> _Aim of the exercise_
Recast the lines below as a JSON list of strings, one string per line, with blank lines omitted.

> _Exercise data_
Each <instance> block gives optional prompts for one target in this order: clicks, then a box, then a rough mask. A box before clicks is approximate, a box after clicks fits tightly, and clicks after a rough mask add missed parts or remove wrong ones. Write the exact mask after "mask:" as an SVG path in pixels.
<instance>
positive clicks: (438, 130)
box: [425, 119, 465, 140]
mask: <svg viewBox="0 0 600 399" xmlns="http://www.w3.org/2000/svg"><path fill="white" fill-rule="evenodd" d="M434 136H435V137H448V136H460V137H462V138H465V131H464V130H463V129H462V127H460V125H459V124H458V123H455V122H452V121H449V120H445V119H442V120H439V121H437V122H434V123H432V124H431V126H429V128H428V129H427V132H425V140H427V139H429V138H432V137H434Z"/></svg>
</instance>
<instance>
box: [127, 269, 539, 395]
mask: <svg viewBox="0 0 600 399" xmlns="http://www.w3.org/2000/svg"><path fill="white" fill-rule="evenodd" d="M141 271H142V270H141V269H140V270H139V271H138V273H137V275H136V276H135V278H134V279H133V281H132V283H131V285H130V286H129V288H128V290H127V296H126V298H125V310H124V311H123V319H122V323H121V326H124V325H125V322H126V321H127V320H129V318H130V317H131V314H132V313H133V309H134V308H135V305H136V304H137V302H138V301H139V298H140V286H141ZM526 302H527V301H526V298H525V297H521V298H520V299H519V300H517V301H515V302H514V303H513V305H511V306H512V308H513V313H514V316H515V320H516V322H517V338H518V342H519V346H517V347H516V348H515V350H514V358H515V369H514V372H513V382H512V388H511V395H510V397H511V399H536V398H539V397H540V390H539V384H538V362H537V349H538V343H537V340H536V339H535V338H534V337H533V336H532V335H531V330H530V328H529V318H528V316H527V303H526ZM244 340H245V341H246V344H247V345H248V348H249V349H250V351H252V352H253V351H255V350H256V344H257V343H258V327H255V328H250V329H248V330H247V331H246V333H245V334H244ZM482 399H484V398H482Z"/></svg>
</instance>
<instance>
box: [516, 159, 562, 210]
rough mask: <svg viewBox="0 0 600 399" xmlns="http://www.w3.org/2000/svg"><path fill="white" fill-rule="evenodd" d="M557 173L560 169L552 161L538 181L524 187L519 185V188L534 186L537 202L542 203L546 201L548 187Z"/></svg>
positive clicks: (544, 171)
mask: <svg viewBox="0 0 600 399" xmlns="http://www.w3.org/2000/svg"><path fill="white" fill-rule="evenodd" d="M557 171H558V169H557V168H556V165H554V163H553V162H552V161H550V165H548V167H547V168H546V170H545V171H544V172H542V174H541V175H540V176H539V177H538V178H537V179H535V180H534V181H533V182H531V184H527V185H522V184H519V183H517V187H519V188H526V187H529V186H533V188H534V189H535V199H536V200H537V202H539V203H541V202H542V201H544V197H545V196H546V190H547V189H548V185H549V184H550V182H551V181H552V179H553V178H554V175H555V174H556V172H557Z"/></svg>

> _Task answer_
[
  "Each <instance> block gives optional prompts for one target in this order: clicks, then a box, then a rough mask. A box before clicks is approximate, a box after clicks fits tightly, and clicks after a rough mask add missed parts or remove wrong ones. Write the exact mask after \"mask:\" as an SVG path in pixels.",
  "<instance>",
  "positive clicks: (438, 130)",
  "box: [425, 119, 465, 140]",
  "mask: <svg viewBox=\"0 0 600 399\" xmlns=\"http://www.w3.org/2000/svg\"><path fill=\"white\" fill-rule=\"evenodd\" d=\"M434 136H435V137H448V136H460V137H462V138H465V131H464V130H463V129H462V127H460V125H459V124H458V123H455V122H452V121H449V120H445V119H442V120H439V121H437V122H434V123H432V124H431V126H429V128H428V129H427V132H425V140H427V139H429V138H432V137H434Z\"/></svg>",
  "</instance>",
  "<instance>",
  "box: [127, 269, 539, 395]",
  "mask: <svg viewBox=\"0 0 600 399\" xmlns=\"http://www.w3.org/2000/svg\"><path fill=\"white\" fill-rule=\"evenodd\" d=\"M141 271H142V270H141V269H140V270H139V271H138V273H137V275H136V276H135V278H134V279H133V281H132V283H131V285H130V286H129V288H128V290H127V296H126V298H125V310H124V311H123V319H122V323H121V326H124V325H125V322H126V321H127V320H129V318H130V317H131V314H132V313H133V309H134V308H135V305H136V304H137V302H138V301H139V298H140V286H141ZM526 302H527V301H526V298H525V297H521V298H520V299H519V300H517V301H515V302H514V303H513V305H511V306H512V308H513V313H514V316H515V320H516V322H517V338H518V342H519V346H517V347H516V348H515V350H514V358H515V369H514V372H513V382H512V388H511V395H510V397H511V399H536V398H539V397H540V390H539V384H538V362H537V349H538V343H537V340H536V339H535V338H534V337H533V336H532V335H531V330H530V328H529V318H528V316H527V303H526ZM244 340H245V341H246V344H247V345H248V348H249V349H250V351H252V352H253V351H255V350H256V344H257V343H258V327H255V328H250V329H248V330H247V331H246V333H245V334H244ZM482 399H484V398H482Z\"/></svg>",
  "</instance>",
  "<instance>",
  "box: [516, 159, 562, 210]",
  "rough mask: <svg viewBox=\"0 0 600 399\" xmlns=\"http://www.w3.org/2000/svg\"><path fill=\"white\" fill-rule=\"evenodd\" d=\"M557 173L560 169L552 161L538 181L524 187L519 185V188L534 186L537 202L542 203L546 201L548 187Z\"/></svg>",
  "positive clicks: (544, 171)",
  "mask: <svg viewBox=\"0 0 600 399\" xmlns=\"http://www.w3.org/2000/svg\"><path fill=\"white\" fill-rule=\"evenodd\" d=\"M557 171H558V169H557V168H556V165H554V163H553V162H552V161H550V165H548V167H547V168H546V170H545V171H544V172H542V174H541V175H540V176H539V177H538V178H537V179H535V180H534V181H533V182H531V184H527V185H522V184H519V183H517V187H519V188H526V187H529V186H533V188H534V189H535V199H536V200H537V202H539V203H541V202H542V201H544V197H545V196H546V190H547V189H548V185H549V184H550V182H551V181H552V179H553V178H554V175H555V174H556V172H557Z\"/></svg>"
]